(Source records)
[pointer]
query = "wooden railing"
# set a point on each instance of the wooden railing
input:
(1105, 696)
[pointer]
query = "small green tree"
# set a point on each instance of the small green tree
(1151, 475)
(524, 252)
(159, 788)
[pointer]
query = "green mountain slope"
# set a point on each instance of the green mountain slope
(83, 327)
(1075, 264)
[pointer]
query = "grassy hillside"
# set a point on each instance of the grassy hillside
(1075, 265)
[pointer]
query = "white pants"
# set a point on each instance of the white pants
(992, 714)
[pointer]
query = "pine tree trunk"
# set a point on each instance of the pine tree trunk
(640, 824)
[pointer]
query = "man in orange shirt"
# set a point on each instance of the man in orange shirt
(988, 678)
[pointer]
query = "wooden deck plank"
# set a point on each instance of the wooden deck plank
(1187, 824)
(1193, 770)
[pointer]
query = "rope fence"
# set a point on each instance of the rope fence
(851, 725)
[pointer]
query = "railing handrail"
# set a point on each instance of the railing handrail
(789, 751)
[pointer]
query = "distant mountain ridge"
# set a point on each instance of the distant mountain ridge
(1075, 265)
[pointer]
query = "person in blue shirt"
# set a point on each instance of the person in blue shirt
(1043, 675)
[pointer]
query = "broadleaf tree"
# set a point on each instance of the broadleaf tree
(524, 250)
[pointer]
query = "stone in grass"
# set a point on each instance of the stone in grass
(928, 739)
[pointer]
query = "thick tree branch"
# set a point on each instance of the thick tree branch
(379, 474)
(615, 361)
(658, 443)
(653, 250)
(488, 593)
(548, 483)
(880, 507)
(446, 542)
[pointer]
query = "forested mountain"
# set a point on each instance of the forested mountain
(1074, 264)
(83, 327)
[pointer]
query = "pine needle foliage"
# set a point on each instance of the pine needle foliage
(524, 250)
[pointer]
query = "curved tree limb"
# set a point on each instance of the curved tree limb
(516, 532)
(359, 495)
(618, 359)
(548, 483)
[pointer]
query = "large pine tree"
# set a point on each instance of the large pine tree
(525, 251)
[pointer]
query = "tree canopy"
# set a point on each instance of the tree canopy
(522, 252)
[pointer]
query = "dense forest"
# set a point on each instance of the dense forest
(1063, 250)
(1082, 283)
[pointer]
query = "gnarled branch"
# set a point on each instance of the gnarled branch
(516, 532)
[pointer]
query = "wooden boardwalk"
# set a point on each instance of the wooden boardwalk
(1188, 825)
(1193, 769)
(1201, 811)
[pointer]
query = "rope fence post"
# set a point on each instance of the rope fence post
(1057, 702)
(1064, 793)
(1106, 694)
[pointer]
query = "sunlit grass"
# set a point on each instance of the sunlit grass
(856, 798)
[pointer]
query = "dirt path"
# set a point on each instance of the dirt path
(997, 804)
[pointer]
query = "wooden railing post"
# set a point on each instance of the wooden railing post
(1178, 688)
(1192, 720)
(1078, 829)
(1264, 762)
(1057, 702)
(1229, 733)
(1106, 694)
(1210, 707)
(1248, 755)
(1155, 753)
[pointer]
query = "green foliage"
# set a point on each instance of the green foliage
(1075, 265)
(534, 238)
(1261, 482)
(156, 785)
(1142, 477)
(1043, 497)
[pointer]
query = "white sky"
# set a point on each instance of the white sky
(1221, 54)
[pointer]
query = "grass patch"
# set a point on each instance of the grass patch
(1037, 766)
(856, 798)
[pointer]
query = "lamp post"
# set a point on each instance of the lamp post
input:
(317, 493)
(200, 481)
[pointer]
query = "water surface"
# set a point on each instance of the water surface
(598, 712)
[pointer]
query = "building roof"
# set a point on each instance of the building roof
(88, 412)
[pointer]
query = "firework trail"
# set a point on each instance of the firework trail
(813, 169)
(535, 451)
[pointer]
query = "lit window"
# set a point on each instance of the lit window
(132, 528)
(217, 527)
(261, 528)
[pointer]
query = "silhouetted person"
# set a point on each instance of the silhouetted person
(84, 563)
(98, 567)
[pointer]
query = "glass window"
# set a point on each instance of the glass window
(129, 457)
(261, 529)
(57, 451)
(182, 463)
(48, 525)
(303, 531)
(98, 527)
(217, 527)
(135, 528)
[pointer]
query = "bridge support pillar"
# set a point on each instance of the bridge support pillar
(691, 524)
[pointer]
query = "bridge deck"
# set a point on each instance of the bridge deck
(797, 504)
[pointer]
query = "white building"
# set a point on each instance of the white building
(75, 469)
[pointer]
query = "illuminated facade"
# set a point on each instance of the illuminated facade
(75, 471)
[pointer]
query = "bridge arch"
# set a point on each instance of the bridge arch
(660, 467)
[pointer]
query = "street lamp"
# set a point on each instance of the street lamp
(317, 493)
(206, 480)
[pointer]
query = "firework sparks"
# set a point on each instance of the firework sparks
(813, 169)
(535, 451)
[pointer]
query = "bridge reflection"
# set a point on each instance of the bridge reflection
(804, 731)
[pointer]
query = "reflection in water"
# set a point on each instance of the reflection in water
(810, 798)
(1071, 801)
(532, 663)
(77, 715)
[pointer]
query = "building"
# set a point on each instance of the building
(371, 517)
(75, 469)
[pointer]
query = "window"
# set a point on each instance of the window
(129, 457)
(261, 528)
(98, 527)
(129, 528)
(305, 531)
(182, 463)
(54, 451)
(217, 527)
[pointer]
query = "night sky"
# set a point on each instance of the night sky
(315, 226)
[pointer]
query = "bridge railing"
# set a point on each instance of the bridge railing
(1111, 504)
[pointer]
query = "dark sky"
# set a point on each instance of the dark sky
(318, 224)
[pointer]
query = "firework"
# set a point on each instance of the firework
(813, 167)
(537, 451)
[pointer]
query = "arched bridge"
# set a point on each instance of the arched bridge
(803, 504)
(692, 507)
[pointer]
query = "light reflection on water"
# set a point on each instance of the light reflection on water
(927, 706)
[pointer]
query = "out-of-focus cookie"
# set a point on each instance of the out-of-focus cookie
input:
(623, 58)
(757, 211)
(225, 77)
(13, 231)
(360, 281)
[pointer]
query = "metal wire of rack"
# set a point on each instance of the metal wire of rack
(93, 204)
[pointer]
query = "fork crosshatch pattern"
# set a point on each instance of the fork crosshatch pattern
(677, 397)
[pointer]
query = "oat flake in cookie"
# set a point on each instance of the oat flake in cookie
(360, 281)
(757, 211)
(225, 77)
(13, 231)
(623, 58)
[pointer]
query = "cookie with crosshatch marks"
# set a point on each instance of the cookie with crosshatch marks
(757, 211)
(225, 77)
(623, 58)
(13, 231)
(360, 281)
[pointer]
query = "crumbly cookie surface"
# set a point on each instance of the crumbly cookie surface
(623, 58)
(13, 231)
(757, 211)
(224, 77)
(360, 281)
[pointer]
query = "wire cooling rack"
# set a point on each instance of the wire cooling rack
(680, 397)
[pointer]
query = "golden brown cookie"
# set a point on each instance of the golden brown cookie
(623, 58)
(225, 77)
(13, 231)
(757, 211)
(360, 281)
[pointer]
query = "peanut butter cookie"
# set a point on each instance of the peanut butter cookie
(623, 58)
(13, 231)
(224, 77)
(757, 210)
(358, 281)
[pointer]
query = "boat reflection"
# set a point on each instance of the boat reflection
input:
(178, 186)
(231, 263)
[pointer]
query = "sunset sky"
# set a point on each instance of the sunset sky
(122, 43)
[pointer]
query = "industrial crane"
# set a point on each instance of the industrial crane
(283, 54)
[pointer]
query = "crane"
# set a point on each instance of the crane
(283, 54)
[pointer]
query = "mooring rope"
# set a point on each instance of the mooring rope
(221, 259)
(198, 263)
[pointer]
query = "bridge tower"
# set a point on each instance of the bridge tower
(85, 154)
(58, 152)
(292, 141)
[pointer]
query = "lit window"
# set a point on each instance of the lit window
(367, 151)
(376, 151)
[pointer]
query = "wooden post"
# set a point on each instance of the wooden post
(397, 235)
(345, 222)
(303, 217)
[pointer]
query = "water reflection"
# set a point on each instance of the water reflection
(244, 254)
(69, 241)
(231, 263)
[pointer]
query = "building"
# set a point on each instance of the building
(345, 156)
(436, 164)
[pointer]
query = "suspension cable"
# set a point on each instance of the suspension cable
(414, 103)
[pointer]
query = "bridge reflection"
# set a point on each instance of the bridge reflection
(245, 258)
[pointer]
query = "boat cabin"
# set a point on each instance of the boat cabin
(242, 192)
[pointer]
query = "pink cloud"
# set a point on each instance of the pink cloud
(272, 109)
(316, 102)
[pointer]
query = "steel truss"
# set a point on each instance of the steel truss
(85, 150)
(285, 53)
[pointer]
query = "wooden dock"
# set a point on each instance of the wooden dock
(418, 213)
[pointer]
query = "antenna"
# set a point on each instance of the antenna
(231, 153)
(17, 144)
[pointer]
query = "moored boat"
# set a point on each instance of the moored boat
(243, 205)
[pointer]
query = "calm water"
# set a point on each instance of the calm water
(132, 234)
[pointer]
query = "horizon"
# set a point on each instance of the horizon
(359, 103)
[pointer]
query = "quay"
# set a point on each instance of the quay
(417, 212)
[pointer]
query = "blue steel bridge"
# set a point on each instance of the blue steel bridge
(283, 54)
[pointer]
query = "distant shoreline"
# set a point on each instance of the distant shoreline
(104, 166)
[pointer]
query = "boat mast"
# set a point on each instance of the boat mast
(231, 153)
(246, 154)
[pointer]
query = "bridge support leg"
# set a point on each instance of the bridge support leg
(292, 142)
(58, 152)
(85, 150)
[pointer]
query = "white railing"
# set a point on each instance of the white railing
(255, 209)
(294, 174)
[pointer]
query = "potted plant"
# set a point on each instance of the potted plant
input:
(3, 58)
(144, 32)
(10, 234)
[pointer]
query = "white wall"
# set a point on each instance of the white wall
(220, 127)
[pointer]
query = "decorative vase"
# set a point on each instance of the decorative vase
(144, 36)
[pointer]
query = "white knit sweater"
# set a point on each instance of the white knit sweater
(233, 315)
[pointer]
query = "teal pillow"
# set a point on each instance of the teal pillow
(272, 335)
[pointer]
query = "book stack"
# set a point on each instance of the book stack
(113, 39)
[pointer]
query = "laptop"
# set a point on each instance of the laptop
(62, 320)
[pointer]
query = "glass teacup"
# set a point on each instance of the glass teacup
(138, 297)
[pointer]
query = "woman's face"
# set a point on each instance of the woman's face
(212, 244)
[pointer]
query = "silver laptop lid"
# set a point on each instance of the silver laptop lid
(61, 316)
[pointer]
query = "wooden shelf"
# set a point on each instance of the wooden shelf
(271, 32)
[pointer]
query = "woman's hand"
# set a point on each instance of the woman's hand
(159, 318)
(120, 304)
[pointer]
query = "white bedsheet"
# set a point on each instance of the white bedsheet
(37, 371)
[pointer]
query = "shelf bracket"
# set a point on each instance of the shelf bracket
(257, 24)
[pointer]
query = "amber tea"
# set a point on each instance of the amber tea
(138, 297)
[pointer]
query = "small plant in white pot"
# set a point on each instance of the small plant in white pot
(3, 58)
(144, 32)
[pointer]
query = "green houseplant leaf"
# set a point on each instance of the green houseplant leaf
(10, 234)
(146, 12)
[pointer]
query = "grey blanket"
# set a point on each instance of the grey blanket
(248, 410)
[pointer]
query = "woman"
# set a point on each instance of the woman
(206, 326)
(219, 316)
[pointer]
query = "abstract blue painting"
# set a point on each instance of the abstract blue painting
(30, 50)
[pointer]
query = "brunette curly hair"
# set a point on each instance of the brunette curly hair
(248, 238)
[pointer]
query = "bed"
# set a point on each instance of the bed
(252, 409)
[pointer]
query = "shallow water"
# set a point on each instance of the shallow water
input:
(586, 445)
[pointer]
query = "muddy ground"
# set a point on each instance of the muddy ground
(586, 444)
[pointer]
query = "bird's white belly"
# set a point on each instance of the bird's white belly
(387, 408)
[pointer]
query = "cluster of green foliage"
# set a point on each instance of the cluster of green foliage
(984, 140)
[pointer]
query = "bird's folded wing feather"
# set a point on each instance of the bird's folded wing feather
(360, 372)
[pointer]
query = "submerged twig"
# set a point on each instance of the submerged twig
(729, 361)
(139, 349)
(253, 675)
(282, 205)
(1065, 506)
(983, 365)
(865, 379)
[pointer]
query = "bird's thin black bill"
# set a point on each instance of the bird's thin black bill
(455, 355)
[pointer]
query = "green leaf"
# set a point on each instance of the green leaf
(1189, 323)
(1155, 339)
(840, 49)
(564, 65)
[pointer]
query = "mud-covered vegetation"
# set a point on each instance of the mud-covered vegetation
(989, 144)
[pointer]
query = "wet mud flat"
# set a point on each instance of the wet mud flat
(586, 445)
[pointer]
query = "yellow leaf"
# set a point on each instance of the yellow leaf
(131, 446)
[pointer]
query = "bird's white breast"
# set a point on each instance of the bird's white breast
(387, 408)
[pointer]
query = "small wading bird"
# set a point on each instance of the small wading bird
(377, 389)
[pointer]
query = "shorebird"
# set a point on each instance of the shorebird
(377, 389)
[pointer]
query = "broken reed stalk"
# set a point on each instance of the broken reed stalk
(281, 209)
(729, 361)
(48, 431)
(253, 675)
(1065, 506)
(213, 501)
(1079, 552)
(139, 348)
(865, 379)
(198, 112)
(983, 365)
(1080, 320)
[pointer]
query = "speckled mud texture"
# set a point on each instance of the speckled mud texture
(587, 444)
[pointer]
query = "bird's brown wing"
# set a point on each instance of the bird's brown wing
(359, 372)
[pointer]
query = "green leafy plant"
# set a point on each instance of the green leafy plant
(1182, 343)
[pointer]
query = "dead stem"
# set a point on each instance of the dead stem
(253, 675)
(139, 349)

*Work to complete*. Determine how many lines of the data contain the word "focus", and reply with that number only.

*Finished exercise*. 2